● The request: Copy out each of the entries below, substituting "a single point per instance" for every occurrence of "one dot per instance" and changing nothing else. Leave the pictures out of your version.
══ Task input ══
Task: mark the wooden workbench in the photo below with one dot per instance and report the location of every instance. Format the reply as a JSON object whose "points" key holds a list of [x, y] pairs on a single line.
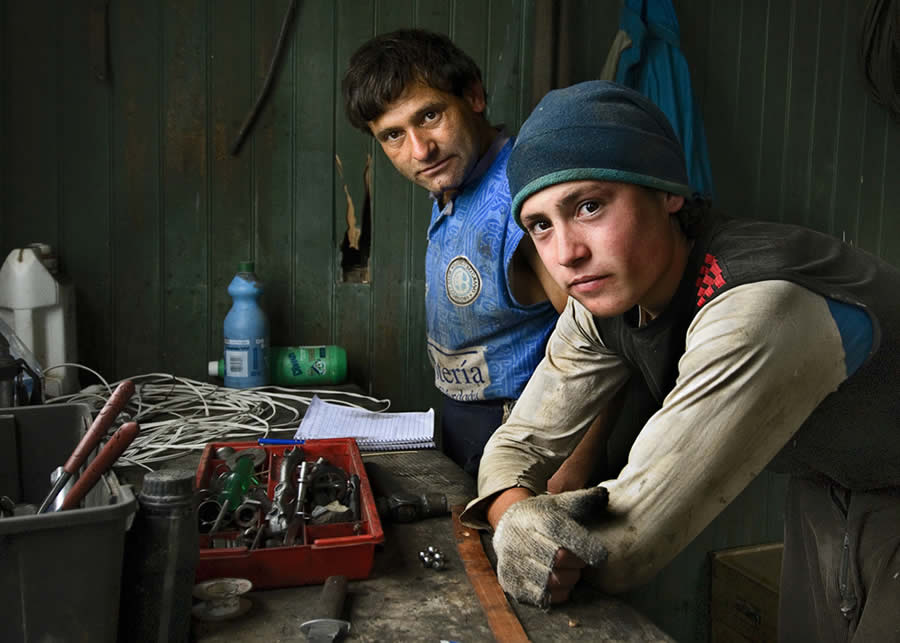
{"points": [[402, 601]]}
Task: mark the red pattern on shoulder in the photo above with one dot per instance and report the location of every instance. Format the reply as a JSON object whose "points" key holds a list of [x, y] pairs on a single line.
{"points": [[709, 280]]}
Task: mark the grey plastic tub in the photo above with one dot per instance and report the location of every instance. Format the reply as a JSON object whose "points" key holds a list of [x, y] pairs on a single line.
{"points": [[60, 573]]}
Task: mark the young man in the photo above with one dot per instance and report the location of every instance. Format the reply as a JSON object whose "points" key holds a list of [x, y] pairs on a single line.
{"points": [[487, 308], [760, 344]]}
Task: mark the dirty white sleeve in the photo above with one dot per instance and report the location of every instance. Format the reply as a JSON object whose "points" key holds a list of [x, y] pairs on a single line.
{"points": [[576, 379], [758, 361]]}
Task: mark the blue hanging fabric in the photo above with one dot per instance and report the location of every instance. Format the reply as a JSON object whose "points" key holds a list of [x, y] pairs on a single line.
{"points": [[655, 66]]}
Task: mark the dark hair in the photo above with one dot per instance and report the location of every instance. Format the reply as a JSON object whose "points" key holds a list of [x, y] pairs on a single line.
{"points": [[693, 213], [382, 68]]}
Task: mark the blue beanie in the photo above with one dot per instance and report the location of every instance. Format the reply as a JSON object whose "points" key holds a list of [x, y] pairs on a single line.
{"points": [[595, 130]]}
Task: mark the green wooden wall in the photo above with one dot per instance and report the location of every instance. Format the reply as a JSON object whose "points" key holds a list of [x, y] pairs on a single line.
{"points": [[132, 179]]}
═══
● Reply to the task:
Task: mark the wooden workbench in the photo below with a single point per instance and report the location of every instance. Format the reply as a JSON object whose "points" key holds a list of [x, y] pairs on a single line.
{"points": [[402, 601]]}
Task: mark the red pattern on shoulder in the photo above with a single point per instance and report the location of every instance. Format the reply as a JSON object whose "points" key holds a list of [x, y] pairs on a single line.
{"points": [[709, 280]]}
Task: mark the grey plastic tub in the photo above with a single point per instance and report the location of every instance. Format the reply as a JSON object whose "points" key holds a list of [x, y] pairs on a single line.
{"points": [[60, 573]]}
Task: mark the young man in the photo above with a single point per instance and report the location of every instance. Format the reply as a JSON object whose "points" key holds a list of [x, y] pairs on a single line.
{"points": [[487, 308], [760, 344]]}
Task: mark the dirty white sleeve in the photo above with a single point per instance and report the location of every instance. Format the reply as a JSON object whose "points" key holds a list of [x, y] pairs on a single line.
{"points": [[576, 379], [758, 361]]}
Task: mark the blue hanging fabric in the photo above with a single point per instance and report the location of every instance. Format the reply as a JSON object whose "points" key holds a list of [x, y] pairs on a single line.
{"points": [[655, 66]]}
Task: mark the dark hair in the photo above with a single point per instance and report the location of every instance. Format the reply as a JSON object whose "points" key holds a list of [x, y] pairs on a single line.
{"points": [[693, 213], [382, 68]]}
Task: mark the blue beanie in the photo above with a single point per instance and report the location of every instance. Format the reply as a JSON object whose "points" key holds a list of [x, y] pairs on a single line.
{"points": [[595, 130]]}
Task: mark the green wooden wall in the photo above with a single point per instance and report the location of every instance. Format the reply as a JSON object whose "points" key holds a list of [x, y] pairs on a single line.
{"points": [[132, 179]]}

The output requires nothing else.